Can all of these lines be returned exactly?

============

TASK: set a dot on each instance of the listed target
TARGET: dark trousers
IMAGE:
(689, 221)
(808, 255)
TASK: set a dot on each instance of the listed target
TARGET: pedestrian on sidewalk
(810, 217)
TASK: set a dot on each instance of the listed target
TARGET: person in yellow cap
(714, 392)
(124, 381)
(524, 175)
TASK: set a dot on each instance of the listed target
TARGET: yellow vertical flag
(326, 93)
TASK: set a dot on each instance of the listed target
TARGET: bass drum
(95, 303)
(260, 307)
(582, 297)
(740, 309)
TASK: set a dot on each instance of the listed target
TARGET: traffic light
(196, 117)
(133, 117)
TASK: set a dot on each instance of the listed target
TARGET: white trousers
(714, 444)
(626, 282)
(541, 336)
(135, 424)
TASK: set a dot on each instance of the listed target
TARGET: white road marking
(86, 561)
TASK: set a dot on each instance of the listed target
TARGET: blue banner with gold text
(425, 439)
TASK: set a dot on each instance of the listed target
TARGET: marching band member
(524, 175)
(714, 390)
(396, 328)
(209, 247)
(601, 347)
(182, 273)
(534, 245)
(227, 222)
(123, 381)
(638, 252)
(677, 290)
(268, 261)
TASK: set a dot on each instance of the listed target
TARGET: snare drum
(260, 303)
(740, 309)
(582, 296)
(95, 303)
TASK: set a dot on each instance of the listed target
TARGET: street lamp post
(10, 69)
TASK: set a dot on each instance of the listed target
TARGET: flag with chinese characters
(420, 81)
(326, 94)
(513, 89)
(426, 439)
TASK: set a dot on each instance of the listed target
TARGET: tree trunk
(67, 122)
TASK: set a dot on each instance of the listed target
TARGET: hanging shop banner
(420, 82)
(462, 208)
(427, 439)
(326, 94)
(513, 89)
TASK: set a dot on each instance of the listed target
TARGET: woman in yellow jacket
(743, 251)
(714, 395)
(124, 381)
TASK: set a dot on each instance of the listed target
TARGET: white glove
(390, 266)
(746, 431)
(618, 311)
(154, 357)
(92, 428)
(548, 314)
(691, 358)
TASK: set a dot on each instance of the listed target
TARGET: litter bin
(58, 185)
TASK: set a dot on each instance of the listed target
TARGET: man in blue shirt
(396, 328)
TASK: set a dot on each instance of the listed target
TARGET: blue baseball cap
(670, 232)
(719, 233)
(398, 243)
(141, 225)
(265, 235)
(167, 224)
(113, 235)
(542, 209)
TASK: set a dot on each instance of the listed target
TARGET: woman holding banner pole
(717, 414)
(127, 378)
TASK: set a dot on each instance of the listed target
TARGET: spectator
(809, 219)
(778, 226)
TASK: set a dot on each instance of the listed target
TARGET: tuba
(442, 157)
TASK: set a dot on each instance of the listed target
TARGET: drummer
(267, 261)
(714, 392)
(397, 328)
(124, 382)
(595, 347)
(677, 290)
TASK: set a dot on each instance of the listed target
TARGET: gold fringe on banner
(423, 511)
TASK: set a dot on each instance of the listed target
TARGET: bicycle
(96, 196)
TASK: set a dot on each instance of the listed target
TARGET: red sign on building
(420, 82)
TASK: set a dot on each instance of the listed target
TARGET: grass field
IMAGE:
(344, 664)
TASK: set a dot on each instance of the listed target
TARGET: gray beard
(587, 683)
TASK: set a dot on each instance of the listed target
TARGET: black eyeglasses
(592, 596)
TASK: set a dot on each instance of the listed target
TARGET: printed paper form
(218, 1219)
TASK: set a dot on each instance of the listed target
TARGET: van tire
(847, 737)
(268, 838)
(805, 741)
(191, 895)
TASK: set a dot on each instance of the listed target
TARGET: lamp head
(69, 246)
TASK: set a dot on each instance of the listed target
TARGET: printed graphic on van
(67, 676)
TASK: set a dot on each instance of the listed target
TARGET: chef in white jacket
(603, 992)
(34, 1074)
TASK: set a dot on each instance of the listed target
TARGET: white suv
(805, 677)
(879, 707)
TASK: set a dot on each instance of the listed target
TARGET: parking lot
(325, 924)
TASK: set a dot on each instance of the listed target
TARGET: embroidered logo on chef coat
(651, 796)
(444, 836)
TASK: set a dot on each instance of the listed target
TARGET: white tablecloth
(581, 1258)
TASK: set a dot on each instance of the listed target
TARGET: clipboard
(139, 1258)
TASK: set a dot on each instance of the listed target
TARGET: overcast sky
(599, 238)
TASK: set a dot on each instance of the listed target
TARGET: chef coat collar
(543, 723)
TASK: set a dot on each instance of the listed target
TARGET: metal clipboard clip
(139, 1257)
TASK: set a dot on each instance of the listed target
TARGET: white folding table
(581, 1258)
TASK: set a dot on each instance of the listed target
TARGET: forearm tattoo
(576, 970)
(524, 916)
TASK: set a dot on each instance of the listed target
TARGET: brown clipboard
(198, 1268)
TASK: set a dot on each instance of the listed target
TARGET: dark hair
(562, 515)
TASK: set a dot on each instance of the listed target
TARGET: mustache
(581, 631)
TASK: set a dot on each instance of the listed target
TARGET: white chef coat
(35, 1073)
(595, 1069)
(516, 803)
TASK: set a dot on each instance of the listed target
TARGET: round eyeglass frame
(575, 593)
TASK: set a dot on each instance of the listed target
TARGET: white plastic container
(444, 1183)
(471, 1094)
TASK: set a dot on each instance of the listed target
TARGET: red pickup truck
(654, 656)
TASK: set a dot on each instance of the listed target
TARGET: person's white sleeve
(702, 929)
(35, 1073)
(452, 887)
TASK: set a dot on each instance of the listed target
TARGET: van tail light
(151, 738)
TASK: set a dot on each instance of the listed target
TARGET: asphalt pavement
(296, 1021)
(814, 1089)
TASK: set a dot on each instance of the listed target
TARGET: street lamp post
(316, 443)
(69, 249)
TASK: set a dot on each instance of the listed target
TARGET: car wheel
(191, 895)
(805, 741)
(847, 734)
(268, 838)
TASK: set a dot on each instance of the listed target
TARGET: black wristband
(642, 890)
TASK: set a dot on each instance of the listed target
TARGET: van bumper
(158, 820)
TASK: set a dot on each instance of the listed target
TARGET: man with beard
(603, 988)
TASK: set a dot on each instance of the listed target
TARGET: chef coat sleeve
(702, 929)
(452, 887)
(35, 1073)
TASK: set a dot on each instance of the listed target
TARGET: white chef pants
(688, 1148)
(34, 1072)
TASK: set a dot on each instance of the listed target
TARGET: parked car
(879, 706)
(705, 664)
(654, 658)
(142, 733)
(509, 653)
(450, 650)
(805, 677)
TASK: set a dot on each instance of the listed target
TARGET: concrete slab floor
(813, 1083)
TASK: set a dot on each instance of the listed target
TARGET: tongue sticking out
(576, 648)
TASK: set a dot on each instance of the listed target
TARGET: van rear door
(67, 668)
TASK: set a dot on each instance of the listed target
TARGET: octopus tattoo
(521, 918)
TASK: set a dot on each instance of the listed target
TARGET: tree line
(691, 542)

============

Correct answer:
TASK: set a dot on each instance of the listed target
TARGET: dark trousers
IMAGE:
(689, 221)
(808, 255)
TASK: set a dot on each instance of the listed target
TARGET: pedestrian on sidewalk
(810, 217)
TASK: set a dot on each instance of the listed target
TARGET: person in yellow cap
(714, 392)
(124, 381)
(524, 175)
TASK: set a dot on each instance of the listed target
TARGET: yellow vertical flag
(326, 93)
TASK: set a dot on each instance of the listed target
TARGET: bass drum
(95, 303)
(260, 307)
(582, 297)
(740, 309)
TASK: set a dot on each instance of the listed target
TARGET: traffic light
(196, 117)
(133, 117)
TASK: set a dot on each instance of the listed target
TARGET: white trousers
(714, 444)
(626, 282)
(541, 336)
(135, 424)
TASK: set a dot on each instance of the listed target
TARGET: white road marking
(86, 561)
TASK: set a dot on each instance of the listed target
TARGET: blue banner with gold text
(425, 439)
TASK: set a dot on each instance of the listed target
TARGET: marching band member
(524, 175)
(714, 390)
(396, 328)
(209, 247)
(601, 347)
(182, 273)
(534, 245)
(227, 222)
(123, 381)
(638, 252)
(677, 290)
(268, 261)
TASK: set a dot on each instance of the listed target
TARGET: snare drum
(260, 303)
(740, 309)
(582, 296)
(95, 303)
TASK: set a dot on each instance of the listed target
TARGET: street lamp post
(10, 69)
TASK: set a dot on each instance of the listed target
TARGET: flag with chinese characters
(420, 81)
(326, 94)
(513, 89)
(426, 439)
TASK: set a dot on each instance of the listed target
TARGET: tree trunk
(67, 122)
TASK: set a dot on each instance of the listed target
TARGET: hanging shop banner
(420, 82)
(462, 208)
(427, 439)
(326, 94)
(513, 89)
TASK: set a dot on each instance of the listed target
TARGET: woman in yellow jacket
(743, 251)
(714, 395)
(124, 381)
TASK: set a dot on each instance of the listed target
TARGET: white glove
(390, 266)
(746, 431)
(618, 311)
(154, 357)
(92, 428)
(548, 314)
(691, 358)
TASK: set a dot on each instance of the listed target
TARGET: litter bin
(58, 185)
TASK: set a dot on each instance of the listed target
TARGET: man in blue shirt
(396, 328)
TASK: set a dot on each instance of the listed target
TARGET: blue baseball cap
(670, 232)
(719, 233)
(398, 243)
(141, 225)
(265, 235)
(167, 224)
(113, 235)
(542, 209)
TASK: set a dot on each instance of the listed target
TARGET: woman holding banner pole
(717, 414)
(127, 378)
TASK: set a dot on each instance of the listed target
TARGET: spectator
(809, 219)
(778, 226)
TASK: set a dot on each instance of the listed target
TARGET: tuba
(442, 157)
TASK: set a dot on each instance of the listed target
TARGET: drummer
(267, 261)
(714, 392)
(397, 328)
(124, 382)
(595, 347)
(677, 290)
TASK: set a dot on each instance of the listed target
TARGET: gold fringe on banner
(423, 511)
TASK: set a dot on each instance of the listed target
TARGET: bicycle
(96, 196)
TASK: set a dot on each instance of the listed target
TARGET: red sign on building
(420, 82)
TASK: set a dot on each instance of the listed target
TARGET: grass field
IMAGE:
(344, 664)
TASK: set a dot on each instance of the listed target
TARGET: gray beard
(587, 683)
TASK: set a dot on each instance of the listed target
TARGET: black eyeglasses
(592, 596)
TASK: set a dot on each instance of the listed target
TARGET: printed paper form
(218, 1219)
TASK: set a dot on each instance of the listed target
TARGET: van tire
(847, 737)
(268, 838)
(805, 741)
(191, 895)
TASK: set a dot on each instance of the listed target
TARGET: lamp head
(69, 246)
TASK: set a dot on each instance of the listed target
TARGET: printed graphic on van
(67, 676)
TASK: set a dot on each instance of the listed target
TARGET: chef in white jacket
(603, 992)
(34, 1074)
TASK: set a dot on each instance of the listed target
TARGET: white suv
(805, 677)
(879, 707)
TASK: set a dot on each instance of the listed target
TARGET: parking lot
(325, 924)
TASK: set a dot on each instance of the listed target
TARGET: embroidered logo on chef coat
(651, 796)
(444, 836)
TASK: set a dot on each instance of the listed target
TARGET: white tablecloth
(581, 1258)
TASK: set a dot on each instance of the listed target
TARGET: clipboard
(139, 1258)
TASK: set a dot on each instance of the listed target
TARGET: overcast sky
(599, 238)
TASK: set a dot on each instance of the listed target
TARGET: chef coat collar
(543, 723)
TASK: set a dot on each instance of the listed target
TARGET: metal clipboard clip
(139, 1257)
TASK: set a dot on each instance of the listed target
TARGET: white folding table
(581, 1258)
TASK: set a dot on each instance of the listed target
TARGET: forearm tattoo
(576, 970)
(524, 916)
TASK: set a dot on each instance of the listed target
TARGET: brown clipboard
(198, 1268)
TASK: set a dot on each instance of the listed target
TARGET: dark hair
(562, 515)
TASK: set a dot on each instance of the listed target
TARGET: mustache
(581, 631)
TASK: set a dot on each instance of the listed target
TARGET: white chef coat
(35, 1073)
(595, 1069)
(516, 803)
TASK: set a dot on each instance of the listed target
TARGET: round eyeglass frame
(575, 593)
TASK: set a dot on each instance of the listed target
TARGET: white plastic container
(444, 1183)
(471, 1094)
TASK: set a dot on each instance of the listed target
TARGET: red pickup truck
(654, 656)
TASK: set a dot on each instance of the listed target
TARGET: person's white sleeve
(702, 929)
(35, 1073)
(452, 887)
TASK: set a dot on each instance of the listed target
TARGET: van tail light
(151, 738)
TASK: set a dot on each instance of the listed target
TARGET: asphalt pavement
(296, 1021)
(814, 1089)
TASK: set a dot on each instance of the listed target
TARGET: street lamp post
(316, 443)
(69, 249)
TASK: set a dot on each instance of the listed target
TARGET: car wheel
(191, 895)
(805, 741)
(847, 734)
(268, 838)
TASK: set a dot on each instance of the listed target
TARGET: black wristband
(642, 890)
TASK: set a dot on each instance of the listed target
TARGET: van bumper
(158, 820)
TASK: set a dot on each instance of the listed target
TARGET: man with beard
(603, 988)
TASK: set a dot on each instance of the listed target
TARGET: chef coat sleeve
(702, 929)
(452, 887)
(35, 1073)
TASK: set a dot on each instance of the listed target
TARGET: white chef pants
(688, 1148)
(34, 1072)
TASK: set a dot on each instance of the listed target
TARGET: parked car
(879, 706)
(705, 664)
(654, 658)
(142, 733)
(509, 653)
(450, 650)
(805, 677)
TASK: set a dot on each instance of the listed target
TARGET: concrete slab floor
(813, 1083)
TASK: set a dot on each instance of the listed target
TARGET: tongue sticking out
(576, 648)
TASK: set a dot on each instance of the listed target
TARGET: van rear door
(67, 668)
TASK: set a dot on each instance of the listed target
TARGET: octopus tattoo
(521, 918)
TASK: set a dot on each instance of the listed target
TARGET: tree line
(691, 542)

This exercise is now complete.